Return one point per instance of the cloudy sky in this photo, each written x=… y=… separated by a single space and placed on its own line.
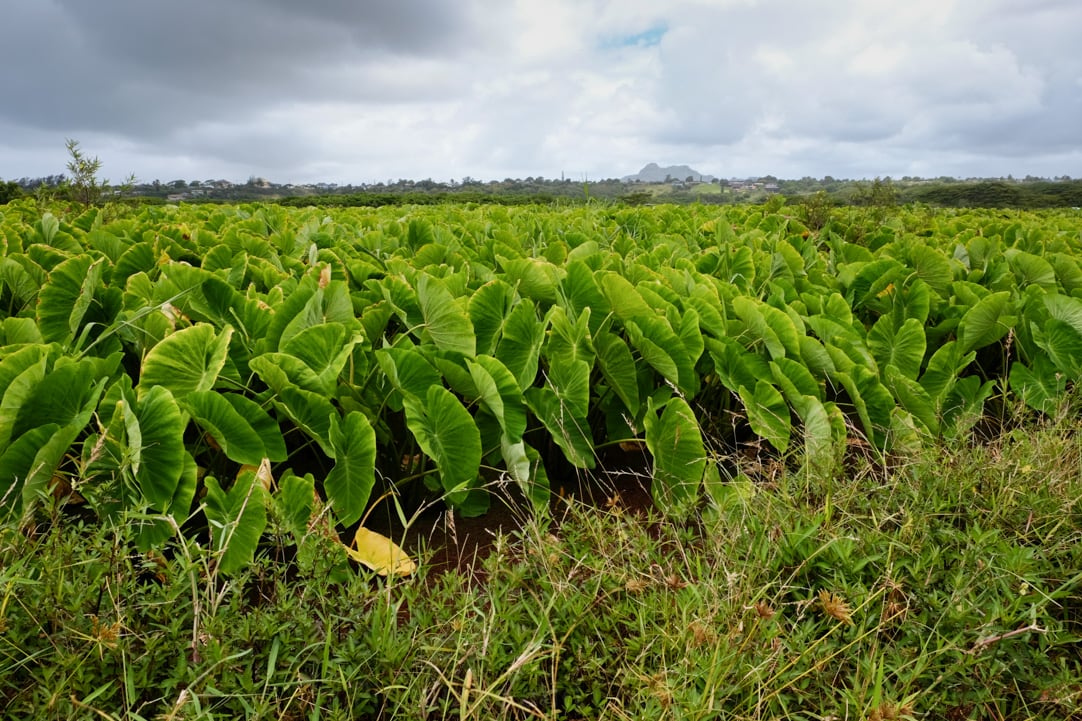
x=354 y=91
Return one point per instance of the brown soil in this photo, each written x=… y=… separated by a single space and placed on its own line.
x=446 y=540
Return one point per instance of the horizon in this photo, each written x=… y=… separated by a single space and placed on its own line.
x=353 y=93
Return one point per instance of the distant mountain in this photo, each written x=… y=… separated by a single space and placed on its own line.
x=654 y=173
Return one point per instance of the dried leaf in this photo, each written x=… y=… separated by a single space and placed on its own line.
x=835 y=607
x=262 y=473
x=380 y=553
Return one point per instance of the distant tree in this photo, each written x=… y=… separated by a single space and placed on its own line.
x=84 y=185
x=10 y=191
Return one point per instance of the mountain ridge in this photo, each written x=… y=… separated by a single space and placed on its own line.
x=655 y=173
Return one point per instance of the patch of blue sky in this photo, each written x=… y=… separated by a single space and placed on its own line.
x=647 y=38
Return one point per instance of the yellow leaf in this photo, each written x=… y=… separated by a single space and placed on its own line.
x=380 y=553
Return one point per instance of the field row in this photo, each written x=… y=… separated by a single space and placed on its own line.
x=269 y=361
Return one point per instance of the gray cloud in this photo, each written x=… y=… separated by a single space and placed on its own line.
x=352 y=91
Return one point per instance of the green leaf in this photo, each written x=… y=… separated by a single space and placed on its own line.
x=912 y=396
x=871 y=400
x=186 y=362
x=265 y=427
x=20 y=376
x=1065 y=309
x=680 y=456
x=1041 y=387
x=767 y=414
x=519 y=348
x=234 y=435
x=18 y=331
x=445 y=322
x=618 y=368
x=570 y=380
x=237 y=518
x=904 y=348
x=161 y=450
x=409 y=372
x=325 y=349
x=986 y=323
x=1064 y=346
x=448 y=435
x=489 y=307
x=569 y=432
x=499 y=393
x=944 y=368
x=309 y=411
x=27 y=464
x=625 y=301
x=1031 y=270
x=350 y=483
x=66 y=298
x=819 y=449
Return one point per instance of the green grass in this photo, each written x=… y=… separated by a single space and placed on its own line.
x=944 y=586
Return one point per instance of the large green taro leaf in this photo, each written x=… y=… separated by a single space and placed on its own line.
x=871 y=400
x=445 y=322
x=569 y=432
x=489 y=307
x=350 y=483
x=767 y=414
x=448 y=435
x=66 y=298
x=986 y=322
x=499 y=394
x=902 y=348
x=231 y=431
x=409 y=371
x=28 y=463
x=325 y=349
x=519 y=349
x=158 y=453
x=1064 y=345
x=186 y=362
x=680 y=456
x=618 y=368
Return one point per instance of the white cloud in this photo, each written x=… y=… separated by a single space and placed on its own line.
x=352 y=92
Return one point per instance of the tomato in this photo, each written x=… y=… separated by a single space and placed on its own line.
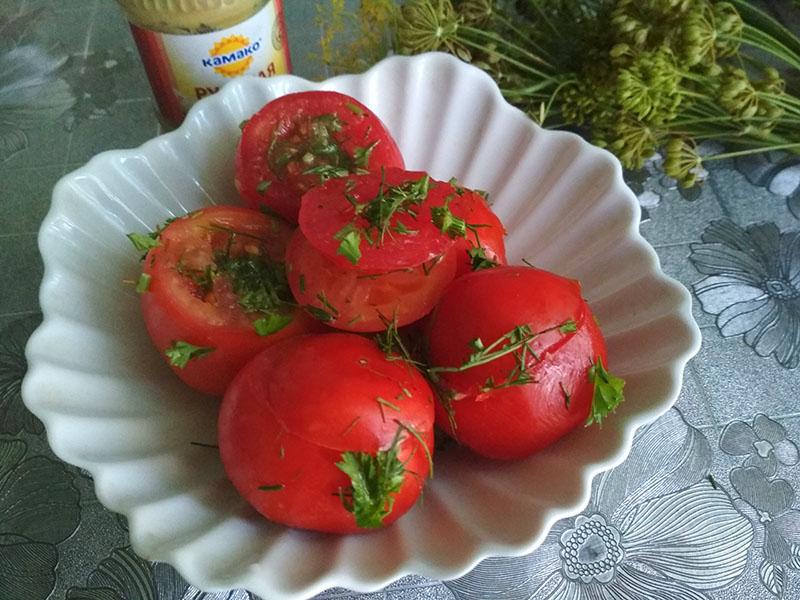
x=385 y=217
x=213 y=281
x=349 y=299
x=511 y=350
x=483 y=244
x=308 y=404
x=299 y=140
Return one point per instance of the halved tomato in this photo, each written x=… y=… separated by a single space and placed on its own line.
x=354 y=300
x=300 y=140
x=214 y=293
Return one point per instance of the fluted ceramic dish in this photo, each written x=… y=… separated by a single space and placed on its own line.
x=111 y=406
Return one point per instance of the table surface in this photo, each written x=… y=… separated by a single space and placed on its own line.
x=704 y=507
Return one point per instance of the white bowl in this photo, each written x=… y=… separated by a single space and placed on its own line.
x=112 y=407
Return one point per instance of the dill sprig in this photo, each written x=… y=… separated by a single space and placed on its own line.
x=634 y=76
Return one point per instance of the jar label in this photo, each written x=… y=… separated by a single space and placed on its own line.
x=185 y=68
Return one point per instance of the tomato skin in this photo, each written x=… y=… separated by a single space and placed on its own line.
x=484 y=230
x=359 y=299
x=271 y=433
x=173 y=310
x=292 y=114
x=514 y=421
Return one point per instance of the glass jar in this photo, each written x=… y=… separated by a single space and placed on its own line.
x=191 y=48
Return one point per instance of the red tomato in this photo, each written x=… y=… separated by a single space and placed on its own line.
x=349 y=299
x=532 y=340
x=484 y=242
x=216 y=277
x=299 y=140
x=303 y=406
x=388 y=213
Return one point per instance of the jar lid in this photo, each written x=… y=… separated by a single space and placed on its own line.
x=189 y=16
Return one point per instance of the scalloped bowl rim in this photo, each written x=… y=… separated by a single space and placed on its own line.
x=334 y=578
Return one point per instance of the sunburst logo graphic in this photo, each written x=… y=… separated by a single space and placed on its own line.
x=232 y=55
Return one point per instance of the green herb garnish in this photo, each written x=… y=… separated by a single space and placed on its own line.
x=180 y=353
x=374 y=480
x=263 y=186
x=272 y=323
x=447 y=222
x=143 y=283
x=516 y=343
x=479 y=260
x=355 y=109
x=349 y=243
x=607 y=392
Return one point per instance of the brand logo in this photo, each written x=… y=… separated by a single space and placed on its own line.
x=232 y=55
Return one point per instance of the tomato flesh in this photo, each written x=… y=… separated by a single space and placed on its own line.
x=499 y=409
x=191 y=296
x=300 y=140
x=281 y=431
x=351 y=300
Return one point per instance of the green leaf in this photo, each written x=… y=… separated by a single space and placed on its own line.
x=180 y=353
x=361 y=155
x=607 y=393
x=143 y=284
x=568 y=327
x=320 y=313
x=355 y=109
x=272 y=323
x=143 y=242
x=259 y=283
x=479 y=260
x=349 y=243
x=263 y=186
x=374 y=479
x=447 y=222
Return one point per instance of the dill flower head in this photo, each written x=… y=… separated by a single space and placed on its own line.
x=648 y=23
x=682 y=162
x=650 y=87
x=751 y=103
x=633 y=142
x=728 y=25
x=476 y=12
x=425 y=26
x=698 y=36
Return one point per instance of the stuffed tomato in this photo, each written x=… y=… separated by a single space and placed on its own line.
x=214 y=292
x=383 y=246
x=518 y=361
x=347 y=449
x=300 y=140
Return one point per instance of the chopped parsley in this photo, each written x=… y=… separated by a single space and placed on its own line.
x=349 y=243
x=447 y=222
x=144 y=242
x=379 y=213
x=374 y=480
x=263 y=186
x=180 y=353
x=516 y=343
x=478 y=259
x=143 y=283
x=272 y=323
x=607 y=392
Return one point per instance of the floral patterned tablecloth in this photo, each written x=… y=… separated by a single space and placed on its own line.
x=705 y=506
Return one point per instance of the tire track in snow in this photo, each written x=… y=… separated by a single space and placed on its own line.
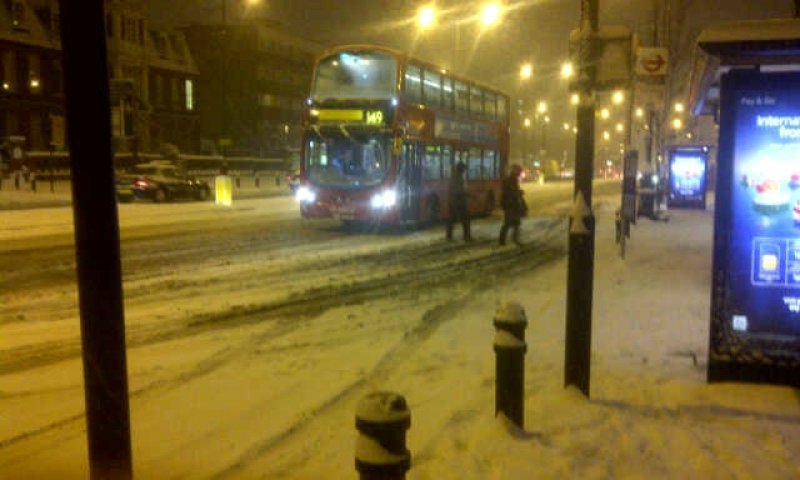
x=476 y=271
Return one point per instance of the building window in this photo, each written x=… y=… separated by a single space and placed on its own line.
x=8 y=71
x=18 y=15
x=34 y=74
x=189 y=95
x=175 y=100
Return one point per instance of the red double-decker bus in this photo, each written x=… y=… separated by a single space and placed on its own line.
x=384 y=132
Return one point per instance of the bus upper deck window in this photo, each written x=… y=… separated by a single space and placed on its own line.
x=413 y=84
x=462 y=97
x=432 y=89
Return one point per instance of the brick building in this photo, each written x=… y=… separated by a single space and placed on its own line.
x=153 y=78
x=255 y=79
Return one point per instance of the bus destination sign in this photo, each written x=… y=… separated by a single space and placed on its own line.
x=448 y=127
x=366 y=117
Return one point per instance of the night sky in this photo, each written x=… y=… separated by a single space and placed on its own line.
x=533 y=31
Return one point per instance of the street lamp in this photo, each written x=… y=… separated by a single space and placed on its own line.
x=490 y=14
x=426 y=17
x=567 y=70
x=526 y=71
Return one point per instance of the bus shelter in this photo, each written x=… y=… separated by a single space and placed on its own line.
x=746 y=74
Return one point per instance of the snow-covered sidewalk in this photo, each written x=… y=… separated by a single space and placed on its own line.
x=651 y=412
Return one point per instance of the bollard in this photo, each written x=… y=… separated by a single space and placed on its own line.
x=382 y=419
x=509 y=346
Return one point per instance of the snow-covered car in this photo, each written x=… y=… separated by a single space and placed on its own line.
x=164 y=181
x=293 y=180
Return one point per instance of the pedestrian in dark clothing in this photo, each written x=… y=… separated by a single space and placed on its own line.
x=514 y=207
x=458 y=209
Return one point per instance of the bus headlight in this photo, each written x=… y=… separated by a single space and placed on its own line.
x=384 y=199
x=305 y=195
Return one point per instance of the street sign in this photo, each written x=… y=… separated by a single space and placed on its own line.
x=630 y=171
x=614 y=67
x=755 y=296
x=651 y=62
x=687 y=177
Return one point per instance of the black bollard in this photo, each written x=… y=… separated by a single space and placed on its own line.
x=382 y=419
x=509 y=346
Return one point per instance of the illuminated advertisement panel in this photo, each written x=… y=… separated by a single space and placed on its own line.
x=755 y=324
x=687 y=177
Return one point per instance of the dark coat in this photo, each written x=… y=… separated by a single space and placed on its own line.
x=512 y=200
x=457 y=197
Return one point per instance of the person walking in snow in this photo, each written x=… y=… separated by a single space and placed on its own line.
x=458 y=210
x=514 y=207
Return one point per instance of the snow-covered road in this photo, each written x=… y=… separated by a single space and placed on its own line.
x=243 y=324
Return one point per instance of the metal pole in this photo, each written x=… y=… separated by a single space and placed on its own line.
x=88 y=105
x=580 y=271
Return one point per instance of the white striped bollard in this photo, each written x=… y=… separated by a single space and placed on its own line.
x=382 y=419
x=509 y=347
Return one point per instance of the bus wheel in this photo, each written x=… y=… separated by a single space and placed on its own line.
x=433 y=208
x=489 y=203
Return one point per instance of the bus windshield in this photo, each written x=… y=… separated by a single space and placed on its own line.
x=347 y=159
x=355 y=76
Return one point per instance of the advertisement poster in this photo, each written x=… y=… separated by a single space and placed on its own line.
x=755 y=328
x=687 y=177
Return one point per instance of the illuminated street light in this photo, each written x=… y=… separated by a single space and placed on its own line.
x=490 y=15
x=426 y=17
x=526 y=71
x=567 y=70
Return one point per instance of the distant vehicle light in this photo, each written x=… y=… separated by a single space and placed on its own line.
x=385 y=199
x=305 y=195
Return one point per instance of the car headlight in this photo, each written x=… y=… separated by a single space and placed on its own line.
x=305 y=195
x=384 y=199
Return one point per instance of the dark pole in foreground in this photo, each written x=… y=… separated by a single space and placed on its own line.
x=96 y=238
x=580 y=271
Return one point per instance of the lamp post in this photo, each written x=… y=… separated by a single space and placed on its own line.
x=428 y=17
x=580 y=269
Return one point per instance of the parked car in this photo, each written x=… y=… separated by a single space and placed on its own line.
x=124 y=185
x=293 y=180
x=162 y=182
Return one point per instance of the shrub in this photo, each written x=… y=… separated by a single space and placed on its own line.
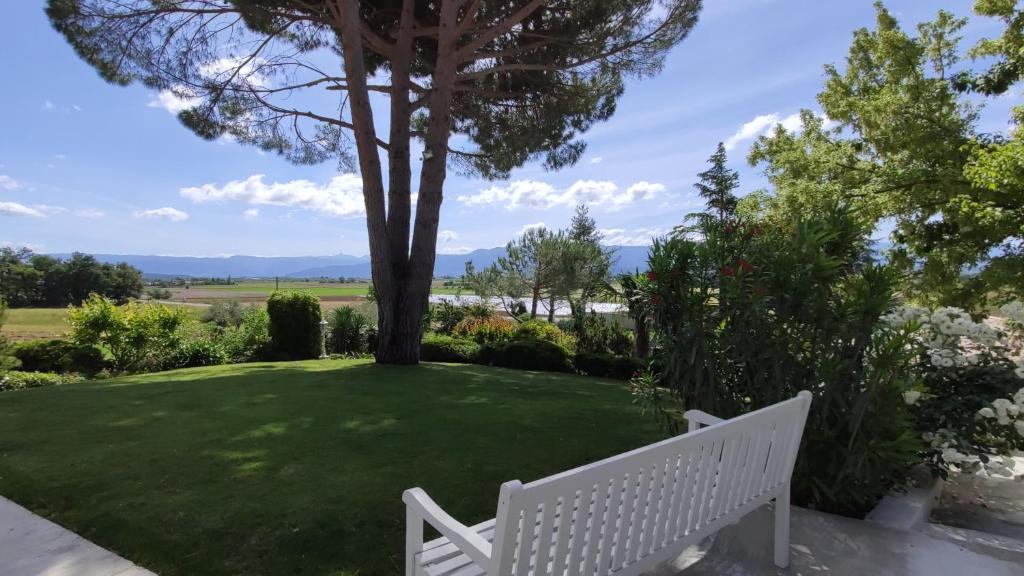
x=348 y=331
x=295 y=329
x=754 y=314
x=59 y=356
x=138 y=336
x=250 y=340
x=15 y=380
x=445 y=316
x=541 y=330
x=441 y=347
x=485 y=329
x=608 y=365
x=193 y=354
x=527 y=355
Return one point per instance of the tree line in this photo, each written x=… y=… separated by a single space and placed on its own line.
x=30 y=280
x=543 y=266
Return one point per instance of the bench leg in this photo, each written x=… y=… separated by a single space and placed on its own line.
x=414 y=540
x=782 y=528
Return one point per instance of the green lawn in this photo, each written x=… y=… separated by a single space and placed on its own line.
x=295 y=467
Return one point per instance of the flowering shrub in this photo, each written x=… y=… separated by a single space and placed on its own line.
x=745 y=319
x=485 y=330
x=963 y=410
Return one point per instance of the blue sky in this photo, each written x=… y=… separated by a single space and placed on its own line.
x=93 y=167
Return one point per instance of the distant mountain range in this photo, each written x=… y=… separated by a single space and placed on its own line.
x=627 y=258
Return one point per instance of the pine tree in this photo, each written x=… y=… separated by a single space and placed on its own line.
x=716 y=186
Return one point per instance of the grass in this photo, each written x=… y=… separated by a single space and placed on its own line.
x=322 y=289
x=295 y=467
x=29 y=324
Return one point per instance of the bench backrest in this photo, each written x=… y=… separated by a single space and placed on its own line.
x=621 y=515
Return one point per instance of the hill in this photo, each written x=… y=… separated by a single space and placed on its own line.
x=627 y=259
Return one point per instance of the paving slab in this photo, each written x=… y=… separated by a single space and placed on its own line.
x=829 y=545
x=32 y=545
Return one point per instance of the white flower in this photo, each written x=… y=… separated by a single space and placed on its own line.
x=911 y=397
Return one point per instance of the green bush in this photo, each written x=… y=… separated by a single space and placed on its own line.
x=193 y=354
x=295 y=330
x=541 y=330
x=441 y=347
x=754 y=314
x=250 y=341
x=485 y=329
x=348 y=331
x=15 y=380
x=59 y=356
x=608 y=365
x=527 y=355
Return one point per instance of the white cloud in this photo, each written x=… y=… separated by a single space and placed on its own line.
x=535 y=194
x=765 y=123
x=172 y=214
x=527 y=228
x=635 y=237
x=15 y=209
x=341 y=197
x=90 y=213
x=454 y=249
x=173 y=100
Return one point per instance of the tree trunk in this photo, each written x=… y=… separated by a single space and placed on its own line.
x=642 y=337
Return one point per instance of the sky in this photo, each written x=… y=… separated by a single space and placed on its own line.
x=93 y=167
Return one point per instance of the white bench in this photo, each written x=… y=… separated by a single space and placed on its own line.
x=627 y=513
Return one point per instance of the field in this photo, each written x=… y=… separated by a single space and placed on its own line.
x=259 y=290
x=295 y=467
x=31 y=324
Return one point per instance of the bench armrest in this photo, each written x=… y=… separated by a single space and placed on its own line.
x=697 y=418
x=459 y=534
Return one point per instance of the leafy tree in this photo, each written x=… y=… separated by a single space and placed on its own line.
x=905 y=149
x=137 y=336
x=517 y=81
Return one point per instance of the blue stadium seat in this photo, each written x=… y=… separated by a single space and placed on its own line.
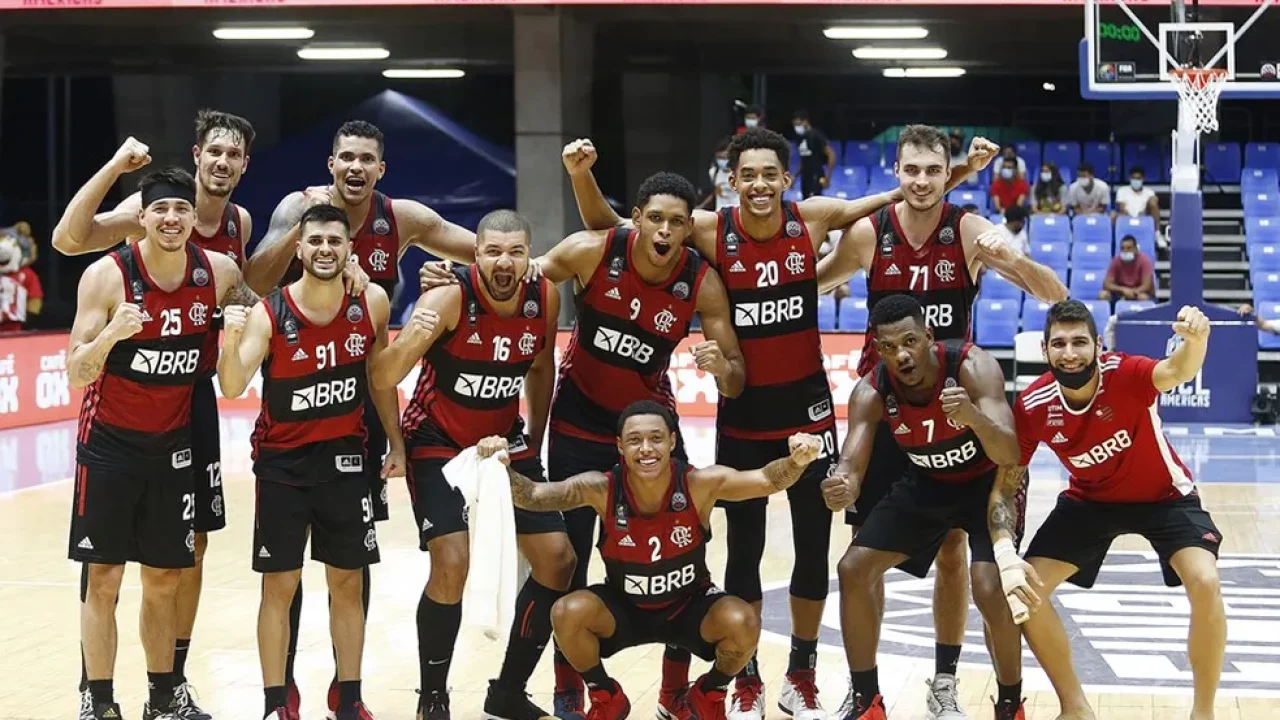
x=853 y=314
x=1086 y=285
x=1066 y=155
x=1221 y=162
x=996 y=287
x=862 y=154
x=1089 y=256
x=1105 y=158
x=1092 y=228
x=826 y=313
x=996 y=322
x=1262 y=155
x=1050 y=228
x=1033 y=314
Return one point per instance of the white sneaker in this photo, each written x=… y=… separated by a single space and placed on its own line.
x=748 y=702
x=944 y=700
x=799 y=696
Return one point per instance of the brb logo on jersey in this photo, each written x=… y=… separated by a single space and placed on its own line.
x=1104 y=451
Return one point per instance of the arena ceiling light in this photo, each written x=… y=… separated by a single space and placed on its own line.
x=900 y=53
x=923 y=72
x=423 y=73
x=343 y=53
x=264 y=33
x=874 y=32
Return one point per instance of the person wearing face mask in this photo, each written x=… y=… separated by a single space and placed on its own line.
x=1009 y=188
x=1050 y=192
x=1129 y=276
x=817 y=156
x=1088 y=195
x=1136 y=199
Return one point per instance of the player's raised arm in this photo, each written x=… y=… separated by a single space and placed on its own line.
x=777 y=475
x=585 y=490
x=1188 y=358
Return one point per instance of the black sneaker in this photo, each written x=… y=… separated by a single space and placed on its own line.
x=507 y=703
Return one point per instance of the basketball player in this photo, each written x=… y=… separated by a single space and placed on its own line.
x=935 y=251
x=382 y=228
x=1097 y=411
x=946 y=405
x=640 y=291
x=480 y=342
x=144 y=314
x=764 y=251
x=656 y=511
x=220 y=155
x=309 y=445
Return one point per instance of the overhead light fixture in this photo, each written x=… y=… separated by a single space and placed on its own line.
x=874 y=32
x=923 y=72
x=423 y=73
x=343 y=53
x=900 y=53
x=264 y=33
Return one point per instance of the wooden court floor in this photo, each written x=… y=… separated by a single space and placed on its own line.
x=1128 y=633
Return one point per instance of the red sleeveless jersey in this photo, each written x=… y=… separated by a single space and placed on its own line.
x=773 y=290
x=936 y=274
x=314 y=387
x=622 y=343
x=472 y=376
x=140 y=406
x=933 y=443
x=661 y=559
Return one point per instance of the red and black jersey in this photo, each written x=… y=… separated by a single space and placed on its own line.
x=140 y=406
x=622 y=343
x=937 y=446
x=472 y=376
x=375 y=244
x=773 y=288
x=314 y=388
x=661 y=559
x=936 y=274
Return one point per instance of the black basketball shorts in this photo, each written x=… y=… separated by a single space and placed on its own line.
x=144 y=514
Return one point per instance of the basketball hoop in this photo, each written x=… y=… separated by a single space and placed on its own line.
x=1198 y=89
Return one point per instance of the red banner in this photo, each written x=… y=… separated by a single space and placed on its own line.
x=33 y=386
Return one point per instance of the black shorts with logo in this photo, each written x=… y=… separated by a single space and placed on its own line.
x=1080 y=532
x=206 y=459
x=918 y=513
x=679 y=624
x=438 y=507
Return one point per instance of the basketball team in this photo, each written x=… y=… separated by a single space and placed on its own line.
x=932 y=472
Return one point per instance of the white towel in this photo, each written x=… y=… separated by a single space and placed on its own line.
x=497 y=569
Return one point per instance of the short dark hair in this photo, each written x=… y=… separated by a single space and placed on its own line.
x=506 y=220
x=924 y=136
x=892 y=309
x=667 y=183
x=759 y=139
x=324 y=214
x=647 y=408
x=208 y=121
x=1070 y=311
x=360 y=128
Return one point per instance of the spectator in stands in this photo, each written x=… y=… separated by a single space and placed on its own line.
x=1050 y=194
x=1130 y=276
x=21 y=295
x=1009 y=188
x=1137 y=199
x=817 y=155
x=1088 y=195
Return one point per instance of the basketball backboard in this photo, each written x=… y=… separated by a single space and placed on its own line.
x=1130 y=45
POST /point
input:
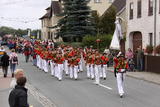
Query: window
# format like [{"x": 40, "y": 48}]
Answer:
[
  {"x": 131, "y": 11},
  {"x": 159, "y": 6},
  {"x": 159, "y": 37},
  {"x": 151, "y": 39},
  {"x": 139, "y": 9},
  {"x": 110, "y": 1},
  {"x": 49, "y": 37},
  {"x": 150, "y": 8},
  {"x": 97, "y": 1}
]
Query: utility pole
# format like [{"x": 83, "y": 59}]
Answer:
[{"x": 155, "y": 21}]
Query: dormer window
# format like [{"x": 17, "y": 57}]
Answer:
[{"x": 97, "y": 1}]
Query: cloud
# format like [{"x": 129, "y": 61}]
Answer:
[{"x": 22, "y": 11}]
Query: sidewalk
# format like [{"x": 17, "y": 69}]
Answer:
--- --- ---
## Exercise task
Without any pictures, reproduce exactly the lines from the line that contains "Return one point per instance of the spectator" to the end of the entries above, both ends included.

## Solution below
Return one point per instance of the spectator in stands in this photo, each written x=… y=… separated by a single space and placed on its own line.
x=1050 y=194
x=1130 y=276
x=21 y=295
x=1009 y=188
x=1137 y=199
x=817 y=155
x=1088 y=195
Return one point per instance of the basketball backboard in this photo, each written x=… y=… separated by a single space and placed on its own line.
x=1130 y=45
POST /point
input:
Query: window
# format like [{"x": 40, "y": 48}]
Answer:
[
  {"x": 131, "y": 11},
  {"x": 159, "y": 6},
  {"x": 159, "y": 37},
  {"x": 151, "y": 39},
  {"x": 139, "y": 9},
  {"x": 110, "y": 1},
  {"x": 49, "y": 37},
  {"x": 150, "y": 8},
  {"x": 97, "y": 1}
]
Query: utility pole
# format like [{"x": 83, "y": 59}]
Answer:
[{"x": 155, "y": 21}]
Query: dormer window
# format like [{"x": 17, "y": 57}]
Answer:
[{"x": 97, "y": 1}]
Query: cloud
# format like [{"x": 129, "y": 61}]
Answer:
[{"x": 22, "y": 11}]
Query: sidewalk
# format like [{"x": 17, "y": 69}]
Answer:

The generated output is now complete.